- [Text excerpt]
• • • • •

Relationships have cardinality constraints to limit the possible combinations of entities that participate in a relationship. The cardinality constraint of car and seller is 1:N; the car is advertised by one seller, and the seller can advertise many cars. The participation between seller and user is called total participation, and is denoted by a double line. This means that a seller cannot coexist alone, and he must be a user.
Tip
The many-to-many relationship cardinality constraint is denoted by N:M to emphasize different participation from the entities.
Up until now, only the basic concepts of ER diagrams have been covered. Some concepts such as (min, max) cardinality notation, ternary/n-ary relationships, generalization, specialization, and Enhanced Entity relation diagrams (EER) have not been discussed.

• • • • •

(Stored dataset items)
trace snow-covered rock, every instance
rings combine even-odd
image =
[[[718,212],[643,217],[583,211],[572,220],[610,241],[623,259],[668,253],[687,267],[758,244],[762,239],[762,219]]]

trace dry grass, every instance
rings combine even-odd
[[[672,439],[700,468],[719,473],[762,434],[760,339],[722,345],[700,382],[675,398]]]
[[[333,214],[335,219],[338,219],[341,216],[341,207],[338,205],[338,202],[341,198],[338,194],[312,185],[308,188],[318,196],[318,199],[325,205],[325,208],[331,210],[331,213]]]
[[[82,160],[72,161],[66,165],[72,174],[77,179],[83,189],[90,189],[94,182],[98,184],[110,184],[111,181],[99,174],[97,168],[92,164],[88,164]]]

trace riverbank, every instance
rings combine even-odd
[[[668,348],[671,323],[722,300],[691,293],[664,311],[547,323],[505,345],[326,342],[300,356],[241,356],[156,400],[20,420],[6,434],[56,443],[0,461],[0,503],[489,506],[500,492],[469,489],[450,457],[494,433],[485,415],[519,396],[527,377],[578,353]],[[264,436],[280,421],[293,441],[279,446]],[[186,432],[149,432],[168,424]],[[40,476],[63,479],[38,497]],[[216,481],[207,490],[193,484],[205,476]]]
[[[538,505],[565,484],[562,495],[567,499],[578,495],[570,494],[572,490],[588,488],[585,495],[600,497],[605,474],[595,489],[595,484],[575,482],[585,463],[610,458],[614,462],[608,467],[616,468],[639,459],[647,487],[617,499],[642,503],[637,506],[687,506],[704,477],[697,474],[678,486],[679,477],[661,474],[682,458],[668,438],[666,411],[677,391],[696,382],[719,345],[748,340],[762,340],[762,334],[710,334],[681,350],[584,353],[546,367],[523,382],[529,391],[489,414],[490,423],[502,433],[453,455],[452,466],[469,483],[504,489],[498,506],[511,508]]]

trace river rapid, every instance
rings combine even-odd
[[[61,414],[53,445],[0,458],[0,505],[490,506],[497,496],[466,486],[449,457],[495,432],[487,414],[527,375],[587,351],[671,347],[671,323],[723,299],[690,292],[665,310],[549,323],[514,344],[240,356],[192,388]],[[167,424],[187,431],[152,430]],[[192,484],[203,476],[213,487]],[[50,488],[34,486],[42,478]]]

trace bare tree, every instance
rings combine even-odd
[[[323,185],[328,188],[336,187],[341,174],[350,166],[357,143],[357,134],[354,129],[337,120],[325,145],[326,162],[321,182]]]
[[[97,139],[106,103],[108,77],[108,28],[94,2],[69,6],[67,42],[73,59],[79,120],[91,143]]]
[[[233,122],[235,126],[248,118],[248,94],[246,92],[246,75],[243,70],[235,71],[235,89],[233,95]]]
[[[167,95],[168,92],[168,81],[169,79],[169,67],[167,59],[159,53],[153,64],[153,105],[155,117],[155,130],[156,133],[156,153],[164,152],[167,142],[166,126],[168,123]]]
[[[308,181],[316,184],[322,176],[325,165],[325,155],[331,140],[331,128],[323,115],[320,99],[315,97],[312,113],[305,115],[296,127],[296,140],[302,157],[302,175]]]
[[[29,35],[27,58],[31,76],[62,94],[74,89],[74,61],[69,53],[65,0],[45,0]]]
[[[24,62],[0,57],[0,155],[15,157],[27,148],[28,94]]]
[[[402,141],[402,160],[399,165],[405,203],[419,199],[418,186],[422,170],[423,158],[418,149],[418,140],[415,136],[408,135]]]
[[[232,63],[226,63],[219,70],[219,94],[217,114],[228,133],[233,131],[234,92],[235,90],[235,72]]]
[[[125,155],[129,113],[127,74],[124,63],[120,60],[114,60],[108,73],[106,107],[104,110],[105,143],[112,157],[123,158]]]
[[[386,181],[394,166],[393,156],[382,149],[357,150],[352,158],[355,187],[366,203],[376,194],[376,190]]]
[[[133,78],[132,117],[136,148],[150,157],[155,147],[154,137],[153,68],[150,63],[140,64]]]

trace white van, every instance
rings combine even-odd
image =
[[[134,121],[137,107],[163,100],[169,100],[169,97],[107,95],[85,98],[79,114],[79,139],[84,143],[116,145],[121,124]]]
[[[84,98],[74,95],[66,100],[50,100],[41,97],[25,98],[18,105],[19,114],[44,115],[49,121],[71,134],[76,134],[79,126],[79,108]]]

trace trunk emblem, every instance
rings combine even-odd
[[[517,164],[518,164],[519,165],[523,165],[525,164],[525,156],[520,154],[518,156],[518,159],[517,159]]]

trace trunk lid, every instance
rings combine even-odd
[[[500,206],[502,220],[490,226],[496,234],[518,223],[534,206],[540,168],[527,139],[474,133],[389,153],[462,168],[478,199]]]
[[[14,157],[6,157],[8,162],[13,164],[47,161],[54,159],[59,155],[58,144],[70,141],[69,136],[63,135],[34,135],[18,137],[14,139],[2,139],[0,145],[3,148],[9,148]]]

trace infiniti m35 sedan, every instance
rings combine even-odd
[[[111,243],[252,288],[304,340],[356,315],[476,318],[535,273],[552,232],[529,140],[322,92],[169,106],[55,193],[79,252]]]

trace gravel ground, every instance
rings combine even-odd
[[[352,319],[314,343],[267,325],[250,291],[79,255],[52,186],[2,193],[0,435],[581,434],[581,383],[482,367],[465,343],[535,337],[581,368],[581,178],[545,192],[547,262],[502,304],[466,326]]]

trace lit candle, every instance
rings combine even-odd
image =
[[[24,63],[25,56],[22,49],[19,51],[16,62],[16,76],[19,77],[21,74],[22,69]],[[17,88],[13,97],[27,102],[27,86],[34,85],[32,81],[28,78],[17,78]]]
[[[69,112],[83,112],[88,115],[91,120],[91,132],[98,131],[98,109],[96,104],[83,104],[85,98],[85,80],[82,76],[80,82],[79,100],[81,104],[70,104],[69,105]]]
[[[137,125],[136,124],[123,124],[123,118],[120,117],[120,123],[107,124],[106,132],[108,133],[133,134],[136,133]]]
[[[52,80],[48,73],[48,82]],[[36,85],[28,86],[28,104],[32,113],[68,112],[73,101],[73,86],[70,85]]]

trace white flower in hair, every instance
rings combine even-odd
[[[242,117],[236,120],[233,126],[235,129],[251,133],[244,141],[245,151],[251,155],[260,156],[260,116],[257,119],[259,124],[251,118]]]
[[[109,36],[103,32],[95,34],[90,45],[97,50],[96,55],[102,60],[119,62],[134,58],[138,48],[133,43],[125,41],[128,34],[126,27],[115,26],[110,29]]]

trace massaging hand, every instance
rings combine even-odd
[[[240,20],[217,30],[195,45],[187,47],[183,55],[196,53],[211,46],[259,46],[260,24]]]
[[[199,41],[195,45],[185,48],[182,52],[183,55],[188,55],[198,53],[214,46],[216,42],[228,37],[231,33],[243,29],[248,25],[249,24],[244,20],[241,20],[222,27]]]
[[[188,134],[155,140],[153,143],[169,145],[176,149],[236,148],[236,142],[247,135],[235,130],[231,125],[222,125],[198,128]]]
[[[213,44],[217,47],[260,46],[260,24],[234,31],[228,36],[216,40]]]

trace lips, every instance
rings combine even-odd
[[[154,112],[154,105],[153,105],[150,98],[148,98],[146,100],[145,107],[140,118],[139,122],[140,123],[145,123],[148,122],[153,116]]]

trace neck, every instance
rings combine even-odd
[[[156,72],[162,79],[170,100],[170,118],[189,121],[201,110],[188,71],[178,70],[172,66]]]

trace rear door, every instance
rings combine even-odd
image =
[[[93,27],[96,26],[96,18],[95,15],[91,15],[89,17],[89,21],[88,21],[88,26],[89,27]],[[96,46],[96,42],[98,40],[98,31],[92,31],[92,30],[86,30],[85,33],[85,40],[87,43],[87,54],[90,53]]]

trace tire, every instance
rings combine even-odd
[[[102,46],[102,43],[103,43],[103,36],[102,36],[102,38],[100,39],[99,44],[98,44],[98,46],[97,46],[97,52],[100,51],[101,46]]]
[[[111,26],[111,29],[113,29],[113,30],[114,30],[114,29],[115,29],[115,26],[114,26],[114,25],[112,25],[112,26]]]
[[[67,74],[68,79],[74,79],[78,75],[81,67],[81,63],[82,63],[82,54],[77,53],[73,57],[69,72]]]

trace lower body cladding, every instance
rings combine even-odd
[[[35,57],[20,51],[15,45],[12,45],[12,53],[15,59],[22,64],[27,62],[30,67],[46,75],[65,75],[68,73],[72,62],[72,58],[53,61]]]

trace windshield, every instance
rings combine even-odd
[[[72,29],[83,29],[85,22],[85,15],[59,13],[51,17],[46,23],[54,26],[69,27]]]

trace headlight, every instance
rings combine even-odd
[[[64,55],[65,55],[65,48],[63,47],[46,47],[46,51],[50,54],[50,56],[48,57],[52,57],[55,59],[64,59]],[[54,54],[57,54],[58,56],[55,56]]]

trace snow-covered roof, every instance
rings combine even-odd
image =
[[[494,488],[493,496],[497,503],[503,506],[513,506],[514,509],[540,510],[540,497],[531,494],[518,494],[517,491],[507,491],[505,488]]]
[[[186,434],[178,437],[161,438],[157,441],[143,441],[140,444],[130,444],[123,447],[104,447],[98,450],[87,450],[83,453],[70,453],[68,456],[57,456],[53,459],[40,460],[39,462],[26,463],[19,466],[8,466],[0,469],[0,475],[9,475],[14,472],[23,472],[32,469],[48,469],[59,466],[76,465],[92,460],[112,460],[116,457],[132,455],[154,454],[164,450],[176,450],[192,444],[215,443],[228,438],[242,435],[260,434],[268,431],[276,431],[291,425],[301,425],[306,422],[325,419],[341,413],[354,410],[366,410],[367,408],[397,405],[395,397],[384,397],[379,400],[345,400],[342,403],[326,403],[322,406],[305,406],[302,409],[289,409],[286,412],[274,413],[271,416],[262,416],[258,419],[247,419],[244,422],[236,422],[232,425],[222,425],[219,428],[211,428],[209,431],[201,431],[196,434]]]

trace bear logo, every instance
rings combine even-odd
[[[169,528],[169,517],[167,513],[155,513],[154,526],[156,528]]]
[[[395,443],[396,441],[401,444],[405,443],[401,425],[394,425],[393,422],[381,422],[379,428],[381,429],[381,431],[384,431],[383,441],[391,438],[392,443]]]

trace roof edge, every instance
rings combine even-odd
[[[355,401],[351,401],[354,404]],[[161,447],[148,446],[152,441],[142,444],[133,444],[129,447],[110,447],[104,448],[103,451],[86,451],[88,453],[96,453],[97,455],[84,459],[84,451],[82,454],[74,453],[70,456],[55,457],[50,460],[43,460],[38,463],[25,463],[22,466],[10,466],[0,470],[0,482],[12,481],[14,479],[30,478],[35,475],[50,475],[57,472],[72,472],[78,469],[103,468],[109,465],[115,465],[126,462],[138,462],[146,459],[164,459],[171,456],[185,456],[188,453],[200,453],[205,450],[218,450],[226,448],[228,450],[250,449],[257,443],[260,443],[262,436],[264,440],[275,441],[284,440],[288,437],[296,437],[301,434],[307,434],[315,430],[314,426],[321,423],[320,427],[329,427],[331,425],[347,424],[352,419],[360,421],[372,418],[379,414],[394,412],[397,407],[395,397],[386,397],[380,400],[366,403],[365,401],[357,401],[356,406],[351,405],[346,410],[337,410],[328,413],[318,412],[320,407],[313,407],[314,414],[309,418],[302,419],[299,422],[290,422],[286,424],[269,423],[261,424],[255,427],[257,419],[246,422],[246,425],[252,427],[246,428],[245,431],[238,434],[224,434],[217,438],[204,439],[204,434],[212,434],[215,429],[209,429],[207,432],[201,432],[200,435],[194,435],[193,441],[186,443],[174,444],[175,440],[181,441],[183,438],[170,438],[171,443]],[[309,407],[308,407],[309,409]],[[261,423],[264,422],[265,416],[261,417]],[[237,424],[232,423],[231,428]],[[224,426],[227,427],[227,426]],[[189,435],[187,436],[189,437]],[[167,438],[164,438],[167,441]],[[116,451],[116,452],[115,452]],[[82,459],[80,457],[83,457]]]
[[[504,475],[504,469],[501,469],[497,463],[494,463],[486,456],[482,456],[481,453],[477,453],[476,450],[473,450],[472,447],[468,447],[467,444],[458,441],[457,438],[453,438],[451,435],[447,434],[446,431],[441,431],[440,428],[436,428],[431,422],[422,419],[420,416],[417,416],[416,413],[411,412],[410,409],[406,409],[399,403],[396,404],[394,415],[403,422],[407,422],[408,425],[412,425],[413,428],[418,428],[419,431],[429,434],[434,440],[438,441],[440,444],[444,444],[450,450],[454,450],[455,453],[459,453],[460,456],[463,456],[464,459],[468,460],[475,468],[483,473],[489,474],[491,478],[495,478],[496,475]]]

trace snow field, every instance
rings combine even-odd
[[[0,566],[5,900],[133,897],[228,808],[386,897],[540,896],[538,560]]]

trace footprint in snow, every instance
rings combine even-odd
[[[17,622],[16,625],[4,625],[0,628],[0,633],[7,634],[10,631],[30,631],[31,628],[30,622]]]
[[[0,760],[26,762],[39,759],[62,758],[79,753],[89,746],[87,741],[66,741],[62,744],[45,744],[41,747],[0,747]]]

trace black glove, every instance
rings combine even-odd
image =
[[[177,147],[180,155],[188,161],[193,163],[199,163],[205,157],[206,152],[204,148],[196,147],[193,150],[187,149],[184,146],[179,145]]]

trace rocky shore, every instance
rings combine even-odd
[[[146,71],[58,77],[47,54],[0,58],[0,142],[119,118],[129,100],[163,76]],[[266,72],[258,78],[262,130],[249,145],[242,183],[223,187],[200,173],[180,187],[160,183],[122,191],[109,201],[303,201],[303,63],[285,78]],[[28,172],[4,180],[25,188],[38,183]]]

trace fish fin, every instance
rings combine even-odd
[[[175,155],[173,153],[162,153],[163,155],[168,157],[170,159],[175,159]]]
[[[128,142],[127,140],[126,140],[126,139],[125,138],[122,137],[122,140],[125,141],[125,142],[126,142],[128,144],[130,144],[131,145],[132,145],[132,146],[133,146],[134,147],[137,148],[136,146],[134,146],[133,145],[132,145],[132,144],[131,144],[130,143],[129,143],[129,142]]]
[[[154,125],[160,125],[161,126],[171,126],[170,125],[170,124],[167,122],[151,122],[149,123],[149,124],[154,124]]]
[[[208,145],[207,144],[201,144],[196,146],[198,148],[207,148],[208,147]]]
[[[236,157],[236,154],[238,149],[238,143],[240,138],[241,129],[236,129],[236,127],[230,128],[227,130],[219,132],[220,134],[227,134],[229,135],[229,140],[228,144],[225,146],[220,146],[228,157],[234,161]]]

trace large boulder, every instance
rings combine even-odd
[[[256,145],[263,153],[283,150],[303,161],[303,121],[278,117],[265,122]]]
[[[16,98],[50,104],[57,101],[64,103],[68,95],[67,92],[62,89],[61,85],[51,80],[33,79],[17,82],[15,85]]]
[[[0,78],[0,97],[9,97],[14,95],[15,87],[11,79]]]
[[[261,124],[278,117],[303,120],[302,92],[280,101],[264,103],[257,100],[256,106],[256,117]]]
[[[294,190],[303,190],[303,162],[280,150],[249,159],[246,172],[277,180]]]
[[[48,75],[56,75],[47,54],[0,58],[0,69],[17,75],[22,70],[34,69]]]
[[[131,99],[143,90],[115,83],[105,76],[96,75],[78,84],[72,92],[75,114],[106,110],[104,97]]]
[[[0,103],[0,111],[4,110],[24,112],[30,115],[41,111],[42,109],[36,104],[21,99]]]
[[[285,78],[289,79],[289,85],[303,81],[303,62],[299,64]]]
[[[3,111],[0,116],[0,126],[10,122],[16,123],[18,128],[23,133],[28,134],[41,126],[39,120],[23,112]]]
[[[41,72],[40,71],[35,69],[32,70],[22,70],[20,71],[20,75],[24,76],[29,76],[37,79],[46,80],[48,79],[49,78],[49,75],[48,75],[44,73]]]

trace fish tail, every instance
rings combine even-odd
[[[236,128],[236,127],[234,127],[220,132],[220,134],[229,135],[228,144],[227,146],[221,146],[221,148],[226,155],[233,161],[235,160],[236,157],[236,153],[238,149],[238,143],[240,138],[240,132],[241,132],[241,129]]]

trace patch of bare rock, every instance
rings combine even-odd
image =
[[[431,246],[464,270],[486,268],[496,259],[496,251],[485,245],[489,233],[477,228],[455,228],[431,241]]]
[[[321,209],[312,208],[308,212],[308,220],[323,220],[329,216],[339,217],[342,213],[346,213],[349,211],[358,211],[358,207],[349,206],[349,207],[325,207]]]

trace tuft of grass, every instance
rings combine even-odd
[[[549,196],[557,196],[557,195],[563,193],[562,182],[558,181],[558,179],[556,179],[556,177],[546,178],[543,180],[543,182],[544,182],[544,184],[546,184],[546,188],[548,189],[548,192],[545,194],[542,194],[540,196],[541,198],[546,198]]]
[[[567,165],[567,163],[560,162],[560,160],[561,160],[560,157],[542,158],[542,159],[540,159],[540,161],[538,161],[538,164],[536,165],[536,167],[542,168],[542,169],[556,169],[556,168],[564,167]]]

• • • • •

- [To do] Write the next part of the passage on ER diagram cardinality, picking up right after its last sentence. These lines were taken from a separate source.

- [Response below]
Mapping ER to Relations
The rules for mapping an ER diagram to a set of relations (that is, the database schema) are almost straightforward but not rigid. One could model an entity as an attribute, and then refine it to a relationship. An attribute which belongs to several entities can be promoted to be an independent entity. The most common rules are listed as follows (note that only basic rules have been covered, and the list is not exhaustive):
- Map regular entities to relations: If entities have composite attributes, then include all the subparts of the attributes. Pick one of the key attributes as a primary key.
- Map weak entities to relations, include simple attributes and the subparts of the composite attributes. Add a foreign key to reference the identifying entity. The primary key is normally the combination of the partial key and the foreign key.
- If a relationship has an attribute, and the relation cardinality is 1:1, then the relation attribute can be assigned to one of the participating entities.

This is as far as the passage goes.